### Dataset extract

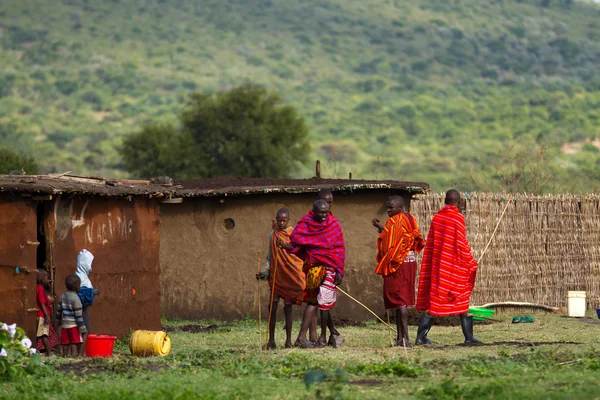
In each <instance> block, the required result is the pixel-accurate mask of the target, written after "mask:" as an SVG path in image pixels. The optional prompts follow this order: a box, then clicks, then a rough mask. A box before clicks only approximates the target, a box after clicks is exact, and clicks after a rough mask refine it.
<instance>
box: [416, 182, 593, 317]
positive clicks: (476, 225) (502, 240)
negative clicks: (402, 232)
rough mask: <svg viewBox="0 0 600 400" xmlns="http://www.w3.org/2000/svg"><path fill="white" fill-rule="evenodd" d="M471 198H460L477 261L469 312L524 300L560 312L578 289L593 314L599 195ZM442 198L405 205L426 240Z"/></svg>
mask: <svg viewBox="0 0 600 400" xmlns="http://www.w3.org/2000/svg"><path fill="white" fill-rule="evenodd" d="M510 196H511V197H509V195H506V194H503V195H498V194H487V193H475V194H470V195H468V196H467V198H466V199H464V203H465V211H464V213H465V219H466V224H467V237H468V239H469V243H470V244H471V249H472V251H473V254H474V256H475V259H479V257H480V255H481V254H482V252H483V250H484V248H485V246H486V244H487V243H488V241H489V240H490V237H491V236H492V232H493V231H494V228H495V227H496V224H497V223H498V220H499V218H500V215H501V214H502V211H503V210H504V207H505V206H506V201H507V199H508V201H509V205H508V208H507V210H506V213H505V215H504V217H503V219H502V221H501V223H500V225H499V227H498V230H497V232H496V235H495V236H494V238H493V240H492V242H491V244H490V246H489V248H488V249H487V251H486V253H485V255H484V257H483V259H482V260H481V262H480V264H479V271H478V275H477V281H476V286H475V291H474V292H473V296H472V299H471V303H472V304H474V305H481V304H484V303H490V302H497V301H525V302H534V303H542V304H547V305H551V306H556V307H564V306H566V299H567V292H568V291H569V290H585V291H586V293H587V304H588V308H595V307H600V196H597V195H587V196H572V195H549V196H528V195H510ZM443 206H444V195H443V194H433V195H426V196H421V197H420V198H416V199H413V200H412V201H411V206H410V208H411V210H410V211H411V213H412V214H413V215H414V216H415V217H416V218H417V220H418V222H419V224H420V227H421V231H422V233H423V236H424V237H427V231H428V230H429V224H430V222H431V219H432V217H433V215H434V214H435V213H436V212H437V211H438V210H440V209H441V208H442V207H443Z"/></svg>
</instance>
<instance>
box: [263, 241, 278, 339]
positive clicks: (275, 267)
mask: <svg viewBox="0 0 600 400" xmlns="http://www.w3.org/2000/svg"><path fill="white" fill-rule="evenodd" d="M271 255H272V256H273V254H271ZM273 264H275V267H274V268H270V269H269V271H270V270H271V269H272V270H273V283H272V284H271V300H270V301H269V319H268V321H269V322H268V323H267V341H266V342H265V343H266V344H265V346H267V347H268V346H269V330H270V329H271V314H272V313H273V297H274V296H275V278H276V277H277V251H275V254H274V258H273V260H271V266H272V265H273Z"/></svg>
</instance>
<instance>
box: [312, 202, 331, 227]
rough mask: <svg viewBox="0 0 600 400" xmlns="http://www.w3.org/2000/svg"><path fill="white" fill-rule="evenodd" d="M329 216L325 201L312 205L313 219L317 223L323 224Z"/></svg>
mask: <svg viewBox="0 0 600 400" xmlns="http://www.w3.org/2000/svg"><path fill="white" fill-rule="evenodd" d="M328 215H329V204H327V202H326V201H325V200H321V199H319V200H317V201H315V202H314V203H313V219H314V220H315V221H317V222H325V220H326V219H327V216H328Z"/></svg>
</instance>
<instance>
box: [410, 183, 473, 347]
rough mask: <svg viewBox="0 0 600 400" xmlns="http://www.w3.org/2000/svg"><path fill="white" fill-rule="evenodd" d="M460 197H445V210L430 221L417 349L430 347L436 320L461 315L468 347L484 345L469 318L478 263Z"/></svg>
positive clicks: (421, 265)
mask: <svg viewBox="0 0 600 400" xmlns="http://www.w3.org/2000/svg"><path fill="white" fill-rule="evenodd" d="M459 201H460V194H459V193H458V192H457V191H456V190H449V191H448V192H447V193H446V199H445V203H446V206H445V207H444V208H443V209H441V210H440V211H438V212H437V214H435V216H434V217H433V220H432V221H431V226H430V228H429V234H428V235H427V242H426V244H425V251H424V253H423V261H422V262H421V273H420V276H419V293H418V298H417V310H420V311H427V313H425V314H423V315H422V316H421V319H420V321H419V330H418V332H417V340H416V344H417V345H423V344H431V341H430V340H429V339H428V338H427V333H429V330H430V329H431V325H432V324H433V317H434V316H447V315H457V314H459V315H460V325H461V327H462V331H463V334H464V335H465V344H466V345H476V344H481V342H480V341H479V340H477V339H475V338H474V337H473V317H472V316H469V315H467V313H468V311H469V299H470V297H471V292H472V291H473V287H474V285H475V275H476V273H477V262H476V261H475V259H474V258H473V255H472V254H471V248H470V247H469V242H467V231H466V228H465V218H464V216H463V215H462V214H461V213H460V211H459V210H458V203H459Z"/></svg>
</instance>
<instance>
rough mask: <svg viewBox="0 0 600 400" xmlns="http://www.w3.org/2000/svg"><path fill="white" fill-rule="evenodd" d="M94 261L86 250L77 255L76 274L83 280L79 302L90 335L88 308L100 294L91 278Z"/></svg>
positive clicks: (92, 255)
mask: <svg viewBox="0 0 600 400" xmlns="http://www.w3.org/2000/svg"><path fill="white" fill-rule="evenodd" d="M92 261H94V255H93V254H92V253H90V252H89V251H87V250H86V249H83V250H81V251H80V252H79V254H78V255H77V271H76V272H75V273H76V274H77V276H78V277H79V279H81V288H79V291H78V292H77V295H78V296H79V300H81V305H82V307H83V310H82V313H83V322H84V323H85V328H86V329H87V331H88V333H90V332H91V331H92V328H91V324H90V314H89V312H88V307H90V306H92V305H94V297H95V296H97V295H98V294H100V292H99V291H98V289H94V287H93V286H92V282H91V281H90V278H89V275H90V273H91V272H92Z"/></svg>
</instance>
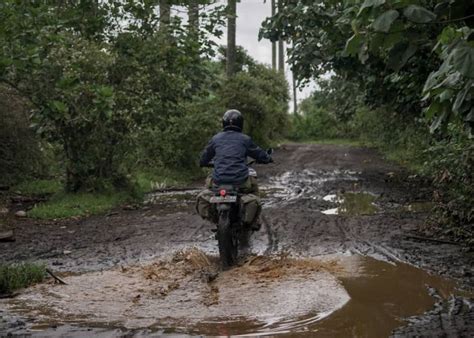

### Assigned task
Every line from the line containing "198H460L477 261L469 312L524" through the line containing "box: [312, 202, 331, 227]" in the records above must be retyped exactly. Leave out the rest.

### Solution below
rough mask: <svg viewBox="0 0 600 400" xmlns="http://www.w3.org/2000/svg"><path fill="white" fill-rule="evenodd" d="M471 198H460L477 261L469 312L524 300L560 312L578 289L593 314L599 195ZM442 198L405 205L426 240Z"/></svg>
mask: <svg viewBox="0 0 600 400" xmlns="http://www.w3.org/2000/svg"><path fill="white" fill-rule="evenodd" d="M510 196H511V197H509V195H506V194H503V195H498V194H487V193H475V194H470V195H468V196H467V198H466V199H464V203H465V211H464V213H465V219H466V224H467V237H468V239H469V243H470V244H471V249H472V251H473V254H474V256H475V259H479V257H480V255H481V254H482V252H483V250H484V248H485V246H486V244H487V243H488V241H489V240H490V237H491V236H492V232H493V231H494V228H495V227H496V224H497V223H498V220H499V218H500V215H501V214H502V211H503V210H504V207H505V206H506V201H507V199H508V201H509V205H508V208H507V210H506V213H505V215H504V217H503V219H502V221H501V223H500V225H499V227H498V230H497V232H496V235H495V236H494V238H493V240H492V242H491V244H490V246H489V248H488V249H487V251H486V253H485V255H484V257H483V259H482V260H481V262H480V264H479V271H478V275H477V281H476V286H475V291H474V292H473V296H472V299H471V303H472V304H474V305H481V304H484V303H490V302H497V301H525V302H534V303H542V304H547V305H551V306H556V307H564V306H566V299H567V292H568V291H569V290H585V291H586V293H587V304H588V308H595V307H600V196H597V195H587V196H572V195H549V196H528V195H510ZM443 206H444V195H443V194H433V195H426V196H421V197H420V198H416V199H413V200H412V201H411V206H410V208H411V210H410V211H411V213H412V214H413V215H414V216H415V217H416V218H417V220H418V222H419V224H420V227H421V231H422V233H423V236H424V237H427V231H428V230H429V224H430V222H431V219H432V217H433V215H434V214H435V213H436V212H437V211H438V210H440V209H441V208H442V207H443Z"/></svg>
</instance>
<instance>
box: [263, 241, 278, 339]
positive clicks: (275, 267)
mask: <svg viewBox="0 0 600 400" xmlns="http://www.w3.org/2000/svg"><path fill="white" fill-rule="evenodd" d="M271 255H272V256H273V254H271ZM273 264H275V267H274V268H270V269H269V271H270V270H271V269H272V270H273V283H272V284H271V300H270V301H269V319H268V321H269V322H268V323H267V341H266V342H265V343H266V344H265V346H267V347H268V346H269V330H270V329H271V314H272V313H273V297H274V296H275V278H276V277H277V251H275V254H274V258H273V260H271V266H272V265H273Z"/></svg>
</instance>
<instance>
box: [312, 202, 331, 227]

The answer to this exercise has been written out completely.